▸ **TASK REQUIREMENTS**:
From the records below, transcribe exactly the lines that begin at the line with "Target: green stem" and end at the line with "like x=73, y=88.", both included.

[RECORD SET]

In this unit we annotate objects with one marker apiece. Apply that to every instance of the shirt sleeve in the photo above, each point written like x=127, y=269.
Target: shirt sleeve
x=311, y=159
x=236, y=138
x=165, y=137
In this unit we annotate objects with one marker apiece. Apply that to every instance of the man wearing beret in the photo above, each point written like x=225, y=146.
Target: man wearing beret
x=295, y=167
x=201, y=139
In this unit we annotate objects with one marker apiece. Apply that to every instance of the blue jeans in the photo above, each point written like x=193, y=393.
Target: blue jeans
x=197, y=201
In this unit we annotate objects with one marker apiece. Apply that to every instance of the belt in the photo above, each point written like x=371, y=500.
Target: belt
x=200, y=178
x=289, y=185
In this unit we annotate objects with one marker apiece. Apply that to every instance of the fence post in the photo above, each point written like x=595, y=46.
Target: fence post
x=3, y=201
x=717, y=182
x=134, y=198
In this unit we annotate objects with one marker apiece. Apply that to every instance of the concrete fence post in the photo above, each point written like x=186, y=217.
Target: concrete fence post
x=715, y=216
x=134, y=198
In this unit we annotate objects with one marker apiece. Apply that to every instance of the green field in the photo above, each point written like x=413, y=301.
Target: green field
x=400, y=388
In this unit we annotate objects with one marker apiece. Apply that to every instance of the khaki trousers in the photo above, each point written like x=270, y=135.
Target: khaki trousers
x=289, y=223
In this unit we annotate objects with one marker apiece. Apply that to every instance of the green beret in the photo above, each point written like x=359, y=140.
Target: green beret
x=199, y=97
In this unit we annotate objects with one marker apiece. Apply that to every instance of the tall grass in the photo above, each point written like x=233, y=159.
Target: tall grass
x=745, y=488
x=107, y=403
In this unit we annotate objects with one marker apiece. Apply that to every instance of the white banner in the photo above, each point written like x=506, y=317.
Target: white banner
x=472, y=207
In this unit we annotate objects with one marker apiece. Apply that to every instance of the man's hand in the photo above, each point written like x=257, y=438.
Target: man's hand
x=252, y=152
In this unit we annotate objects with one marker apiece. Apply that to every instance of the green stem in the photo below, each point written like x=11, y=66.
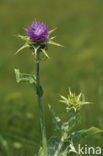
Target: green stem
x=38, y=90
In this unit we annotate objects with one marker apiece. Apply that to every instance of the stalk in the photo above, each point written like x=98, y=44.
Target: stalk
x=39, y=98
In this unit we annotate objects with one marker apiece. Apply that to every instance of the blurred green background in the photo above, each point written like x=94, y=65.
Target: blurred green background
x=79, y=66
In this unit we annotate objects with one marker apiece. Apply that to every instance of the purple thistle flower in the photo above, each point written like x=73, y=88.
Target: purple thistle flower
x=37, y=31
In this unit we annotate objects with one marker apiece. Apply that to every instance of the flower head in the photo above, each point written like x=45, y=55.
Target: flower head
x=37, y=31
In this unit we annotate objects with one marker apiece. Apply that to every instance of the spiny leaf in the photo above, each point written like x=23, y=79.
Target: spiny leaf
x=90, y=131
x=54, y=43
x=77, y=136
x=24, y=46
x=57, y=121
x=21, y=77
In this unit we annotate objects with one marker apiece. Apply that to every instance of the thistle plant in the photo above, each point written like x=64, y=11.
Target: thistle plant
x=37, y=39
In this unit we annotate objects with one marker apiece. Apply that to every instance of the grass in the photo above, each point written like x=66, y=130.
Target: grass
x=78, y=66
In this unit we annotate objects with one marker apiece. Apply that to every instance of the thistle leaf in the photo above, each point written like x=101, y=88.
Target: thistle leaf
x=54, y=43
x=21, y=77
x=77, y=136
x=24, y=46
x=57, y=121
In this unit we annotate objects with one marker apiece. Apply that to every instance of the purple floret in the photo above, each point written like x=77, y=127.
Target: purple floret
x=37, y=31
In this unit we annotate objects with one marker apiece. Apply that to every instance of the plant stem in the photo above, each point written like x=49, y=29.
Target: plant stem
x=42, y=118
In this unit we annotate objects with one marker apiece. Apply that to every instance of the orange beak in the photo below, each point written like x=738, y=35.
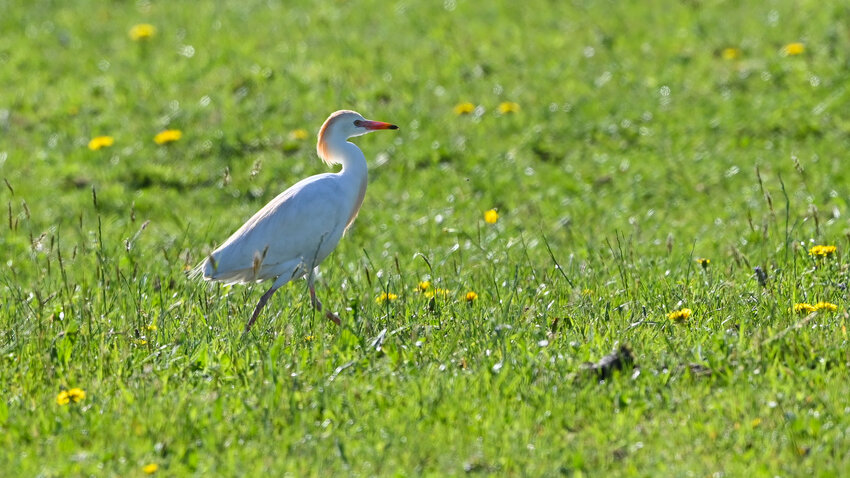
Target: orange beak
x=374, y=125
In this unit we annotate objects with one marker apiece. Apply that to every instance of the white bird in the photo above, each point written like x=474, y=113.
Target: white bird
x=291, y=235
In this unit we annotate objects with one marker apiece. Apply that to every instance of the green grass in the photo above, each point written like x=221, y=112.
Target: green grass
x=637, y=149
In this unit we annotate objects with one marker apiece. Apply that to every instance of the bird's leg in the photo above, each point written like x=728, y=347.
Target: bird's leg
x=262, y=303
x=318, y=305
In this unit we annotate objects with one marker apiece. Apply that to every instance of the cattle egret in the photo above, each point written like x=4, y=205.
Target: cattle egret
x=289, y=237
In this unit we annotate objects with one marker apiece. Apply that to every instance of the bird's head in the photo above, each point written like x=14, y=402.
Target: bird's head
x=342, y=125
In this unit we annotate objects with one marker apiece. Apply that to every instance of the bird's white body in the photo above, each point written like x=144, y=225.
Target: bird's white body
x=290, y=236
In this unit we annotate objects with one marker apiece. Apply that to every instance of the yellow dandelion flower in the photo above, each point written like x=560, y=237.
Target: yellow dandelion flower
x=386, y=296
x=679, y=315
x=437, y=292
x=63, y=398
x=299, y=134
x=464, y=108
x=822, y=251
x=508, y=107
x=731, y=53
x=826, y=305
x=73, y=395
x=804, y=308
x=793, y=49
x=142, y=31
x=167, y=136
x=100, y=142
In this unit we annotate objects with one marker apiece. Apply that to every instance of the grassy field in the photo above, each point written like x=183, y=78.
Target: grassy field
x=618, y=144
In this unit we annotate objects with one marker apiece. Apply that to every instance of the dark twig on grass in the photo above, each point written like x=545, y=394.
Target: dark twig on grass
x=616, y=360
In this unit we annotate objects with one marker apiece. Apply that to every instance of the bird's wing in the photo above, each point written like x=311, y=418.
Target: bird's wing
x=302, y=224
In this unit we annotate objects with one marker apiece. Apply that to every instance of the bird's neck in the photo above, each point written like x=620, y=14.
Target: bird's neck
x=354, y=173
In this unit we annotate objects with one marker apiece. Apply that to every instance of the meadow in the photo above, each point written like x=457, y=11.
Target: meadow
x=616, y=144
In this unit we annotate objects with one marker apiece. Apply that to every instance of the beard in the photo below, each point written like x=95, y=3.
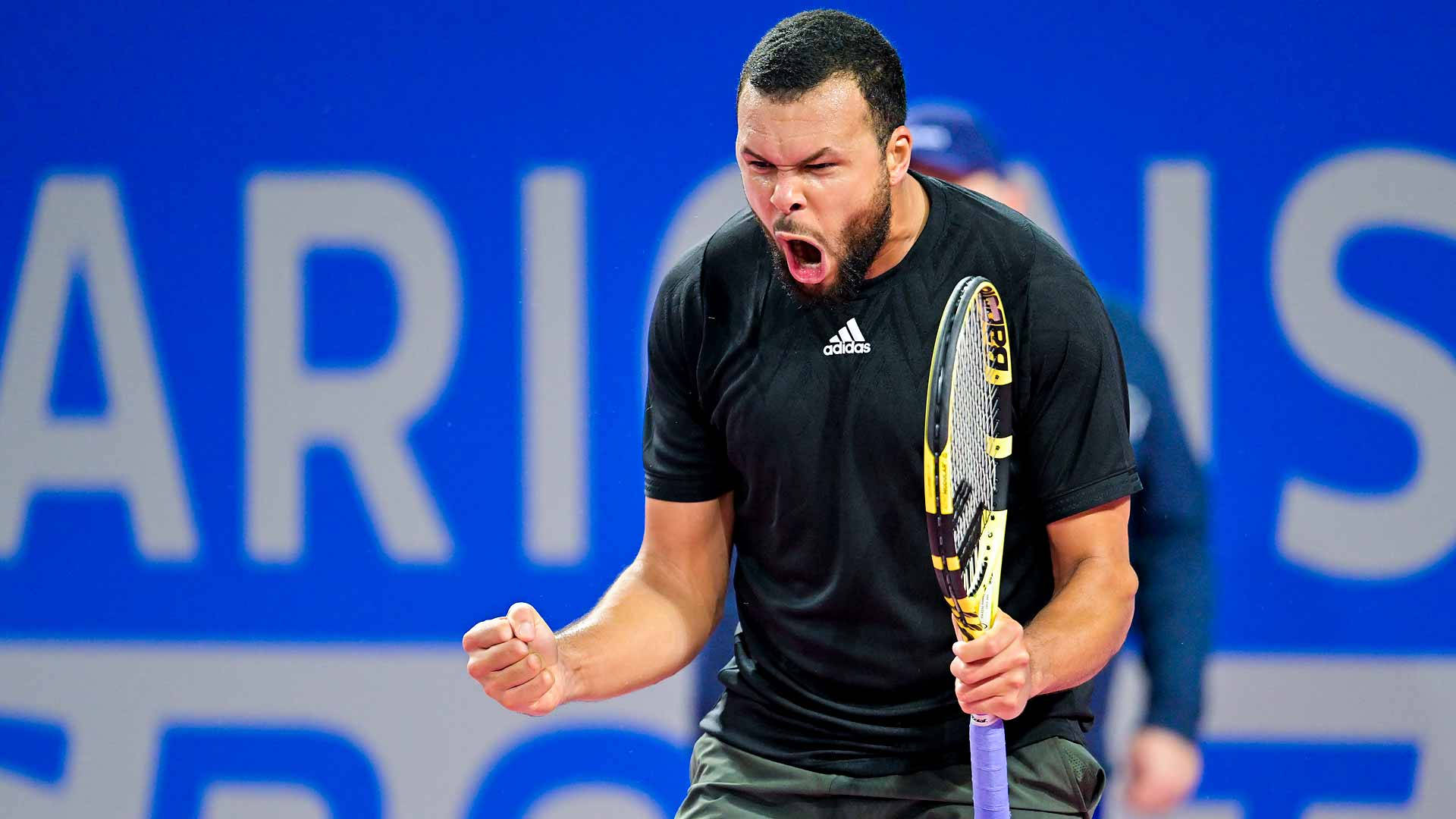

[/RECORD SET]

▸ **ANSWER AREA**:
Target: green stem
x=38, y=90
In this unit we annotate objects with one marker apiece. Apply that to every instance of the stalk in the photo above, each point written like x=98, y=44.
Target: stalk
x=39, y=98
In this unit we annotate objects with one marker apiece. Apply that to every instance of the blurred green background in the photo above, each point written like x=94, y=65.
Target: blurred green background
x=79, y=66
In this unit we annotate objects with one marker apiece. Apply that to every instance of the purple thistle flower in the photo above, each point written like x=73, y=88.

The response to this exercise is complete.